東京大学は12月20日、タンパク質の生合成において重要な役割を担っているtRNAに含まれる修飾塩基として、新たな修飾構造「サイクリックt6A(ct6A)」を発見、その生合成および機能を解明したことを発表した。
同成果は、同大大学院工学系研究科化学生命工学専攻の鈴木勉 教授、同 宮内健常 特任研究員、同 木村聡 日本学術振興会 特別研究員らによるもので、詳細はNature Publishing Groupが発行している国際学術誌で、化学と生物学の複合領域にあたる研究の成果を掲載する「Nature Chemical Biology」に掲載された。
DNAに書かれた遺伝暗号(コドン)を精確に読み取り、タンパク質を合成することは、すべての生命に課せられたもっとも根本的で重要なタスクだ。メッセンジャーRNA上のコドンを読み取るのはトランスファーRNA(tRNA)の役割だが、このtRNAにはさまざまな修飾塩基が含まれており、これら修飾塩基の働きによって精確で効率の高い遺伝暗号の解読が可能になることが知られている。
中でも「N6-スレオニルカルバモイルアデノシン(t6A)」は、約40年前に発見されたもっとも有名な修飾塩基の1つで、アデニンのN6位に重炭酸由来のカルボニル基とL-スレオニンが結合した修飾塩基だ。ANNコドンを解読するtRNAの37位(アンチコドンの3'隣接部位)に存在し、バクテリア、アーキア、真核生物のほか、ミトコンドリアや葉緑体など細胞内小器官を含めたほぼすべての生物が持っており、多くの生物の生育に必須であることが知られている。これまでの研究で、t6AはtRNAのアミノアシル化、転座反応、コドンの精確な認識、読み枠の維持など、タンパク質合成のさまざまな段階において重要な役割を担っていることが報告されている。
研究グループは、高感度質量分析を用いてtRNAに含まれる修飾塩基の解析を進めてきており、その過程で今回、一部のRNA断片に想定された分子量より18Da小さいものを発見。これを解析した結果、t6Aの塩基部分から脱水した新規修飾塩基であることが判明した。
この修飾は加水分解を受けやすく、従来のヌクレオシド調製法では加水分解で生じるt6Aのみしか検出できなかったが、加水分解を起こさないような条件で調製したところ、t6Aはほとんど検出されず、代わりにこの新規修飾塩基が検出されるようになったという。
安定同位体ラベルを用いた詳細な質量分析、および化学合成された標品との比較から、この塩基はt6Aのカルボキシル基と尿素結合部分のカルボニルが脱水縮合してオキサゾロン環を形成したものであることが判明し、「サイクリックt6A(ct6A)」と名づけられた。
この構造は活性エステルの一種で、塩基性では容易に水と反応しt6Aを与えることから、従来の研究ではct6Aが加水分解したアーティファクトを観測してきた事実が明らかとなった。

□ □ □

課題の内容: 上のtRNAの修飾塩基に関する記事から、「同成果は、同大大学院工学系研究科化学生命工学専攻の鈴木勉 教授、同 宮内健常」から「ていることが報告されている。」まで(その語句も含む)をそのまま書き写してください。

元資料:
□ □ □

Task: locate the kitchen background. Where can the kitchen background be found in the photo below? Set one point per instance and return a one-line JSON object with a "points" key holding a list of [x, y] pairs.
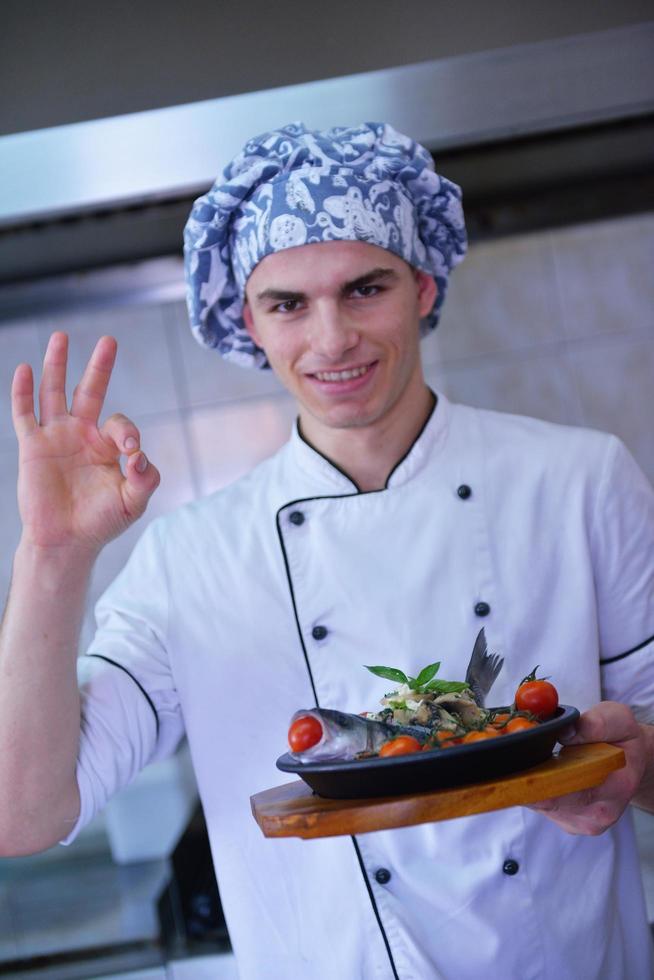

□ □ □

期待される出力:
同成果は、同大大学院工学系研究科化学生命工学専攻の鈴木勉 教授、同 宮内健常 特任研究員、同 木村聡 日本学術振興会 特別研究員らによるもので、詳細はNature Publishing Groupが発行している国際学術誌で、化学と生物学の複合領域にあたる研究の成果を掲載する「Nature Chemical Biology」に掲載された。
DNAに書かれた遺伝暗号(コドン)を精確に読み取り、タンパク質を合成することは、すべての生命に課せられたもっとも根本的で重要なタスクだ。メッセンジャーRNA上のコドンを読み取るのはトランスファーRNA(tRNA)の役割だが、このtRNAにはさまざまな修飾塩基が含まれており、これら修飾塩基の働きによって精確で効率の高い遺伝暗号の解読が可能になることが知られている。
中でも「N6-スレオニルカルバモイルアデノシン(t6A)」は、約40年前に発見されたもっとも有名な修飾塩基の1つで、アデニンのN6位に重炭酸由来のカルボニル基とL-スレオニンが結合した修飾塩基だ。ANNコドンを解読するtRNAの37位(アンチコドンの3'隣接部位)に存在し、バクテリア、アーキア、真核生物のほか、ミトコンドリアや葉緑体など細胞内小器官を含めたほぼすべての生物が持っており、多くの生物の生育に必須であることが知られている。これまでの研究で、t6AはtRNAのアミノアシル化、転座反応、コドンの精確な認識、読み枠の維持など、タンパク質合成のさまざまな段階において重要な役割を担っていることが報告されている。